Task instructions:
Please transcribe every entry below exactly as written.
** Data follows **
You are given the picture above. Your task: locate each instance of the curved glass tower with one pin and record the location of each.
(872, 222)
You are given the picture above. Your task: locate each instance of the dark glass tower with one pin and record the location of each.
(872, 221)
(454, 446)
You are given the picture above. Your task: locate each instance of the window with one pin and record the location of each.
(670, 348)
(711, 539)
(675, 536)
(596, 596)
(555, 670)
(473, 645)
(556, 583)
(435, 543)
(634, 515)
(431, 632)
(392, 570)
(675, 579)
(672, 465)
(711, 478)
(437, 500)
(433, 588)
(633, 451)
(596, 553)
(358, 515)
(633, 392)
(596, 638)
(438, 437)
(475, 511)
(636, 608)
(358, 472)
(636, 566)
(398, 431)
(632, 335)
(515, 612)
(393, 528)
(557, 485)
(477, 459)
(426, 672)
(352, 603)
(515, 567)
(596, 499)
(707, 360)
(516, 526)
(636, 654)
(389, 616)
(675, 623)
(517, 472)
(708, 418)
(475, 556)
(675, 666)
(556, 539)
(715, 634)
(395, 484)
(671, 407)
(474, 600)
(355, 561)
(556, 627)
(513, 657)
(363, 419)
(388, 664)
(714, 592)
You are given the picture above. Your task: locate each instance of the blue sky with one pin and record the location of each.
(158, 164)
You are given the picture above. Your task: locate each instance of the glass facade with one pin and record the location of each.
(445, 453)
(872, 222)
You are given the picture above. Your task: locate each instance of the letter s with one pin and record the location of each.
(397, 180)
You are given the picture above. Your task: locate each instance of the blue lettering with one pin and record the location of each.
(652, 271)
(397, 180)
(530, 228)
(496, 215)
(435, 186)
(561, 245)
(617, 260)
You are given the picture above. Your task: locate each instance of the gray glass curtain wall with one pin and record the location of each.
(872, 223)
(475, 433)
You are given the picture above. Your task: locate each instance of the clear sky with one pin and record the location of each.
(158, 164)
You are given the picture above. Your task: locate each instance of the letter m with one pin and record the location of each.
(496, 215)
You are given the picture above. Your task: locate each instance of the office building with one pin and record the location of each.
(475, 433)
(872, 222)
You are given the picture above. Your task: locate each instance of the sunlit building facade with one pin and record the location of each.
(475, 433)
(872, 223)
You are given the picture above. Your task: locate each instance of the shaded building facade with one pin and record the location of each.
** End of Data **
Result for this task:
You are given the picture above. Your task: locate each instance of the curved glass tower with one pin and record the location of each.
(872, 222)
You are given the picture above. Your task: locate each instance of the dark glass tower with one pin and record the location of each.
(872, 221)
(454, 446)
You are given the picture above. Your task: locate each instance of the window with one pin and record the location of each.
(670, 348)
(711, 539)
(675, 536)
(596, 596)
(555, 670)
(473, 645)
(556, 583)
(435, 543)
(634, 515)
(431, 632)
(392, 570)
(675, 579)
(672, 465)
(711, 478)
(437, 500)
(433, 588)
(633, 451)
(596, 553)
(358, 515)
(633, 392)
(596, 638)
(438, 437)
(475, 511)
(636, 608)
(358, 472)
(636, 566)
(398, 431)
(632, 335)
(515, 612)
(393, 528)
(557, 485)
(477, 459)
(426, 672)
(352, 603)
(515, 567)
(596, 499)
(707, 360)
(516, 526)
(636, 654)
(389, 616)
(675, 623)
(517, 472)
(708, 418)
(475, 556)
(675, 666)
(556, 539)
(715, 634)
(395, 484)
(671, 407)
(474, 600)
(355, 561)
(556, 627)
(513, 657)
(363, 419)
(388, 664)
(714, 592)
You are given the picture above. Your task: locate each instance of the blue sky with one pin and record the location of each.
(158, 164)
You are given the picture above. Your task: locate each instance of the glass facade with one pin and record the location of each.
(445, 453)
(872, 222)
You are given the picture above. Your task: locate each instance of the letter s with one pin and record the location of each.
(397, 180)
You are given the picture above. Your task: locate each instance of the blue lettering with one pin and record the location of each.
(652, 271)
(397, 180)
(530, 228)
(496, 215)
(435, 186)
(561, 245)
(617, 260)
You are given the picture above. Your task: locate each instance of the gray glass curtain wall with one pin and record the location of each.
(872, 223)
(475, 433)
You are given the picture above. Your task: locate each instance of the clear sky with one pin and record the location of each.
(158, 164)
You are given the picture above. Your task: locate each instance of the letter m with one pin and record the location of each.
(496, 215)
You are given the picture above. Your task: locate each instance of the office building with one pin and record the location of each.
(475, 433)
(872, 222)
You are given the picture above. Your task: locate each instance of the sunlit building facade with one pin and record the location of each.
(475, 433)
(872, 223)
You are given the picture above. Your task: locate each instance of the shaded building facade with one pin and record the location of each.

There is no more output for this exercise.